AIM OF THE TASK ::
Present every line of the entries below as a numbered list, leaving out any blank lines.

DATA ROWS ::
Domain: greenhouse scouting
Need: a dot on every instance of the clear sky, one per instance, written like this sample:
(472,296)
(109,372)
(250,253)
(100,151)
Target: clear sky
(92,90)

ANSWER TO THIS EXERCISE ::
1. Domain: greenhouse scouting
2. Need: a dot on every instance of the clear sky, one per instance, written like this sample:
3. (472,296)
4. (109,372)
5. (250,253)
6. (100,151)
7. Target: clear sky
8. (92,90)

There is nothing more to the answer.